Extract to read
┄┄┄┄┄┄┄┄┄┄

In addition to its regular army, the government is accused of deploying "militant Islamist militias to prosecute the war" and of arming southern factions in "a policy of ethnic manipulation and destabilisation." These accusations have mostly been indirectly confirmed during the ongoing peace negotiations in Kenya.

The US group uses the report to urge that the current peace negotiations "deal comprehensively with the legacy of Sudan's oil war, particularly the ethnic divisions that persist in oilfields of the south and threaten the long-term peace."

The report further provides evidence of the complicity of oil companies in the human rights abuses. Oil company executives had "turned a blind eye to well-reported government attacks on civilian targets, including aerial bombing of hospitals, churches, relief operations and schools," the report says.

- Oil companies operating in Sudan were aware of the killing, bombing, and looting that took place in the south, all in the name of opening up the oilfields, said Ms Rone. "These facts were repeatedly brought to their attention in public and private meetings, but they continued to operate and make a profit as the devastation went on."

According to the group, conditions for civilians in the oilfields actually worsened when the Canadian company Talisman Energy and the Swedish company Lundin Oil AB were lead partners in two concessions in southern Sudan. Amid mounting pressure from rights groups, Talisman sold its interest in its Sudanese concessions in late 2002, and Lundin followed in June.

These Western-based corporations were replaced by the state-owned oil companies of China and Malaysia - CNPC, or China National Petroleum, and Petronas, or Petrolium Nasional Berhad - which had already been partners with Talisman and Lundin. Following CNPC and Petronas, a third state-owned Asian oil company, India's ONGC Videsh, began operations in Sudan.

The report also holds that oil production had been financing the Sudanese civil war. Statistics from the Sudanese government and the oil companies had shown how the major share (60 percent) of the US$ 580 million received in oil revenue by Sudan in 2001 was absorbed by its military, both for foreign weapons purchases and for the development of a domestic arms industry.

┄┄┄┄┄┄┄┄┄┄

Given entries
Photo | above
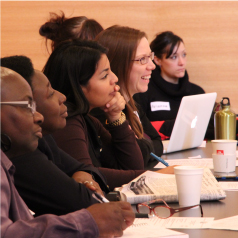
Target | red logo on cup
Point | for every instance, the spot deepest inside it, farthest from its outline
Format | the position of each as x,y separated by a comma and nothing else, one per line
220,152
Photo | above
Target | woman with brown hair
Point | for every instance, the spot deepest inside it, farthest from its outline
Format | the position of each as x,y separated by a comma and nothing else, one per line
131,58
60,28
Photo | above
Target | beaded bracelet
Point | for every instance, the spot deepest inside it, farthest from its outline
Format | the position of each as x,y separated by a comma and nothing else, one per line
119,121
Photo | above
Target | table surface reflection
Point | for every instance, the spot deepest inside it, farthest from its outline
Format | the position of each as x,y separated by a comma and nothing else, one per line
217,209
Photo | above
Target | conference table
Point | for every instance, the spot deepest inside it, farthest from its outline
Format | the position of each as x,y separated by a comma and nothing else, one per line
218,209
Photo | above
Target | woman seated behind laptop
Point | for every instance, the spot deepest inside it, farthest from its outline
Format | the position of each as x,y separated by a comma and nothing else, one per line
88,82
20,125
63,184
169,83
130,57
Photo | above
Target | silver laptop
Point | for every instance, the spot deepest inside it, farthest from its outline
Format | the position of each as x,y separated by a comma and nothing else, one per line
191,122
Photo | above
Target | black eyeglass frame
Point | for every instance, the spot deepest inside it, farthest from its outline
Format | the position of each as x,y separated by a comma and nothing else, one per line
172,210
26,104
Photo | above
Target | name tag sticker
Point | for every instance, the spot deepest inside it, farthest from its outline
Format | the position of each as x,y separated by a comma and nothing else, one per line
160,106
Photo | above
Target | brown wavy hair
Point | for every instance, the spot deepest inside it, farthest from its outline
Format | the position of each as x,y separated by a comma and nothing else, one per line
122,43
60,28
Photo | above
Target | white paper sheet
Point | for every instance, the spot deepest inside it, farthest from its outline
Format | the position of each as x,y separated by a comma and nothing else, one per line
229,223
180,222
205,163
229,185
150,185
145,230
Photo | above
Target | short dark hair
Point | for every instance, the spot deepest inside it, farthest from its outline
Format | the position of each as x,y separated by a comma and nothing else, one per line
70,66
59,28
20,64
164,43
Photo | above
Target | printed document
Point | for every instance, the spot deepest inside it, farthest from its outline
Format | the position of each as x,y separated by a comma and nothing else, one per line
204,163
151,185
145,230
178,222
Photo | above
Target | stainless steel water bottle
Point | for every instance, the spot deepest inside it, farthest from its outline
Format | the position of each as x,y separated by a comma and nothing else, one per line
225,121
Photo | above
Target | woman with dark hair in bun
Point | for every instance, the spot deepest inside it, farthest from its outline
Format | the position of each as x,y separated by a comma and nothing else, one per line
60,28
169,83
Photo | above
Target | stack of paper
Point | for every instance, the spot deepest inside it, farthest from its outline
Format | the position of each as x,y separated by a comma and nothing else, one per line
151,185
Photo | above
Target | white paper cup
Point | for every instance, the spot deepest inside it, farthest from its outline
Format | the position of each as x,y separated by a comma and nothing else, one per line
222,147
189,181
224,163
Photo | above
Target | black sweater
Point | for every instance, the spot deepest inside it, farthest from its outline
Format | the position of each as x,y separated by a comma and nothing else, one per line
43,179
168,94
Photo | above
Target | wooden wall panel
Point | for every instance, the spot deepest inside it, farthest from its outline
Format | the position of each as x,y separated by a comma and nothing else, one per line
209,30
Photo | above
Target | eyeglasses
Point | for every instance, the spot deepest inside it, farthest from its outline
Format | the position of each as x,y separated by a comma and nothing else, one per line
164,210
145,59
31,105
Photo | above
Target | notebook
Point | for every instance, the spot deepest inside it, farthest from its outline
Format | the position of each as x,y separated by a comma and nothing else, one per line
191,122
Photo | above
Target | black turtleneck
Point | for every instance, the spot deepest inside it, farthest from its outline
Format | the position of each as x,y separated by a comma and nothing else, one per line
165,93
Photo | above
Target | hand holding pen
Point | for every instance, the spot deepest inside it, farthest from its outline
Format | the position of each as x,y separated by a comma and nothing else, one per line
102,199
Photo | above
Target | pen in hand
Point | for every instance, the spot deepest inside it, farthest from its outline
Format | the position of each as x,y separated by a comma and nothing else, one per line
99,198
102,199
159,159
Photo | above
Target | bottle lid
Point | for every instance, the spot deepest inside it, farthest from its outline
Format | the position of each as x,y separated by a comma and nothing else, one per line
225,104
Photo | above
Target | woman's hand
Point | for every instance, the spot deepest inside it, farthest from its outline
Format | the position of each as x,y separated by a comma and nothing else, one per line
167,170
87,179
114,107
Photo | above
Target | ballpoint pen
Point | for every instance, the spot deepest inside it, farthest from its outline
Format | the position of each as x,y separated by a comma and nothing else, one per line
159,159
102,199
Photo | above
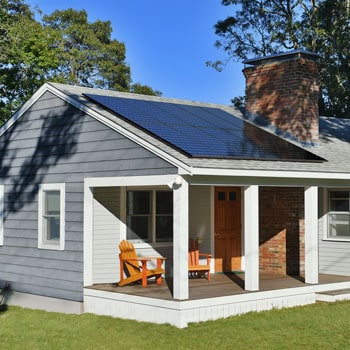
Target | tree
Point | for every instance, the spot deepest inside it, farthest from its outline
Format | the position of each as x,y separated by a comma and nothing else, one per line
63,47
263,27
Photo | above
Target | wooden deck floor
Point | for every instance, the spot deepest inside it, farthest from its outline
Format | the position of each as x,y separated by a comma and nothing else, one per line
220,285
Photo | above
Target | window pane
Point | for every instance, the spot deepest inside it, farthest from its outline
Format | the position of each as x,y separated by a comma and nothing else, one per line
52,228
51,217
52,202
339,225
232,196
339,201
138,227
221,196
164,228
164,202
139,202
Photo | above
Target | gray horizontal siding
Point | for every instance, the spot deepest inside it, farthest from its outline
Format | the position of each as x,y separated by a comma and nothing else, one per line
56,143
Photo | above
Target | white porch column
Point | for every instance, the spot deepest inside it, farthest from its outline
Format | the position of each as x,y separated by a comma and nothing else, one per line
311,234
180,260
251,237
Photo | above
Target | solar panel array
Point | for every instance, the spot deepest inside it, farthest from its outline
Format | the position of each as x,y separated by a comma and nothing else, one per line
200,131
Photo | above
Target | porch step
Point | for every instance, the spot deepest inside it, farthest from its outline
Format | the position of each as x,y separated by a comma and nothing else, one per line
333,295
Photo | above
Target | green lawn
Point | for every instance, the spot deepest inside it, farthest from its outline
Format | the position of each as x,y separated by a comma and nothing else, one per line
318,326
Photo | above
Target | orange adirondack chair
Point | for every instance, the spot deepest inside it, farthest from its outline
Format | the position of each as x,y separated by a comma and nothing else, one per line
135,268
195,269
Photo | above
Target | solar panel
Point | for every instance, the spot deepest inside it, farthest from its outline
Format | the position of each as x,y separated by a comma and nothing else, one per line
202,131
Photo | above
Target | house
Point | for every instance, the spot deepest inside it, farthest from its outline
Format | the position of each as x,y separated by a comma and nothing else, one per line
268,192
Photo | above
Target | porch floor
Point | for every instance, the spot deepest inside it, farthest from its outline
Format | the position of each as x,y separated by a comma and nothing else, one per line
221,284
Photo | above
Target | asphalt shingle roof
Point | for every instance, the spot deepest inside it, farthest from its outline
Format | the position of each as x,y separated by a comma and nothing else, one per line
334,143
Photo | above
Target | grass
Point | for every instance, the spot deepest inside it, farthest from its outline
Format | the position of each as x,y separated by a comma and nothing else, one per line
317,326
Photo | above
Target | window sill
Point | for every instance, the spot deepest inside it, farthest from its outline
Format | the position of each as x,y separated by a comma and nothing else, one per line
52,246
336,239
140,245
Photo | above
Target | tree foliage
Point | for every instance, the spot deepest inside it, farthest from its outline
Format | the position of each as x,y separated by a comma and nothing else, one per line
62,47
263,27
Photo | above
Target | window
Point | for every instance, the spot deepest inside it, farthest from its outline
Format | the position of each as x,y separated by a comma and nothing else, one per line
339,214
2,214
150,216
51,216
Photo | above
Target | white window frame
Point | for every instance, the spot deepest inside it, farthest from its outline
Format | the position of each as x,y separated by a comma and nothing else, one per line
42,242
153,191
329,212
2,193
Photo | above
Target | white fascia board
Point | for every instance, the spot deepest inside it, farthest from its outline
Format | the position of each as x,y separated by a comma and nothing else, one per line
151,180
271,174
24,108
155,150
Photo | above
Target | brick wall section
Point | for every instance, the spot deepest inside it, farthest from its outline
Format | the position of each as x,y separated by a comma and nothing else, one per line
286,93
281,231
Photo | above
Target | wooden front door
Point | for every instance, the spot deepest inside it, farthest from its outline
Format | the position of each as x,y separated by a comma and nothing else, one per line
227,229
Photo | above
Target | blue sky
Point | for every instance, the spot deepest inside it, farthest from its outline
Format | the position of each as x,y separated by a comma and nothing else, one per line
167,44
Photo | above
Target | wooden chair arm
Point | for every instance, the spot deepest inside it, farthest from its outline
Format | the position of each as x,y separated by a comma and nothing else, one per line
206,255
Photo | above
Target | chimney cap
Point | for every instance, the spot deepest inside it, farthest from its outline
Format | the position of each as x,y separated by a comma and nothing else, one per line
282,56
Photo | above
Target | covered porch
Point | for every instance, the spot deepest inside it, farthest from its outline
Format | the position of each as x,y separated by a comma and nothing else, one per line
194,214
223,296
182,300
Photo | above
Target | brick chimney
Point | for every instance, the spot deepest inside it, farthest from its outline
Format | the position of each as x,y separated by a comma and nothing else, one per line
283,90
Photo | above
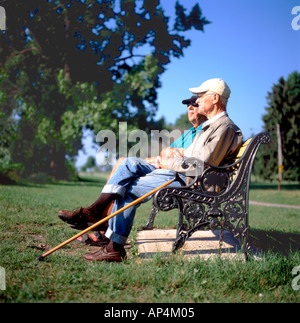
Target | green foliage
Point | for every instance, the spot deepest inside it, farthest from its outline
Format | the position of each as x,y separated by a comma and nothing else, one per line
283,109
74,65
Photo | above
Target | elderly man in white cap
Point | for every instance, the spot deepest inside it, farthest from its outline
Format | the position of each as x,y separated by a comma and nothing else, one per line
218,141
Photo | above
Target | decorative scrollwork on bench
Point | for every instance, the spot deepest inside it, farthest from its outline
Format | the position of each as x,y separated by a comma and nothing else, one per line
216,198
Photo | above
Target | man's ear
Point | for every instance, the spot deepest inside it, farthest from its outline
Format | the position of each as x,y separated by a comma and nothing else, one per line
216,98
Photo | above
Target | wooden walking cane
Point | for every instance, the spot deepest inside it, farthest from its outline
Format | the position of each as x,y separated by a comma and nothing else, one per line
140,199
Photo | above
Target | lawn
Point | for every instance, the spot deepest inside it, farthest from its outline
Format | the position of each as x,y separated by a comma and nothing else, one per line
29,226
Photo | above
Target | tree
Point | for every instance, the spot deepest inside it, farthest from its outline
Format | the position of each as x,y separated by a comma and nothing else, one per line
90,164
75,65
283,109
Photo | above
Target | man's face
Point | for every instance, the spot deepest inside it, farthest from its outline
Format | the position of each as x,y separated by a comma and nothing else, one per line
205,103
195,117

┄┄┄┄┄┄┄┄┄┄

Task list
**1.** Answer these questions using the extract on Sudan's oil war:
(a) In which country are the ongoing peace negotiations being held?
(b) Which Swedish company was a lead partner in two concessions in southern Sudan?
(c) What share of Sudan's 2001 oil revenue was absorbed by its military?
**2.** Write the next part of the extract on Sudan's oil war, starting after its last sentence.
The rows come from a separate source, not from the extract on Sudan's oil war.

Activity answers
**1.**
(a) Kenya.
(b) Lundin Oil AB.
(c) 60 percent of the US$ 580 million.

**2.**
- The Sudanese government has used the oil money in conducting scorched-earth campaigns to drive hundreds of thousands of farmers and pastoralists from their homes atop the oil fields, said Ms Rone. "These civilians have not been compensated nor relocated peacefully-far from it.

- Instead, she continues, "government forces have looted their cattle and grain, and destroyed their homes and villages, killed and injured their relatives, and even prevented emergency relief agencies from bringing any assistance to them."

The 20-year civil war in Sudan has been fought between the Muslim, northern-based Arab-speaking government and the vast marginalised African populations of southern Sudan, where the Sudan People's Liberation Movement/Army (SPLM/A) has been the largest rebel group, fighting for independence.

The war has since spread to eastern and central Sudan. While the Khartoum government and SPLA/M signed a cease-fire agreement in October 2002, Western Sudan remains engulfed in war.

The report also covers the SPLM/A's role in the struggle over oilfields. The regular SPLM/A forces were shown to have carried out serious human rights abuses, including summary execution of captured combatants. "Commanding officers of the SPLM/A have taken no steps to investigate or punish these crimes," the report says.

Peace talks promoted by a troika of the United States, Britain and Norway have been underway in Kenya since June 2002. However, the Sudanese government and the SPLM/A, the only parties to the talks, have yet to agree on how to share revenue from the oil reserves, most of which lie in the south. The northern-based government has agreed to a self-determination referendum for the south, but not until 6 1/2 years after the peace agreement is signed.

- The hundreds of thousands of persons displaced from the oilfields should be allowed to return, with guarantees of safety and compensation for their losses," Ms Rone says in a comment to the peace process. "This needs to be a central part of the peace agreement," she adds.